## Entries shown

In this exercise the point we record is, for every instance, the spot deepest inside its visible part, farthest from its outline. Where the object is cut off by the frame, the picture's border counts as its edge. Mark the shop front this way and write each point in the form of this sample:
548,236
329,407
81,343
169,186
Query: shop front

## Your objective
Turn the records above into a numbered list, one line per item, with any blank lines dropped.

## Exercise response
1. In this exercise the point we record is, for every instance, the spot deepest inside its visible part, farthest from its outline. Where the object is cut off by the frame, the picture's border counts as its edge. Mark the shop front this way and write each point in the form of this sample:
2. 548,236
3. 329,407
4. 81,343
5. 169,186
6. Query: shop front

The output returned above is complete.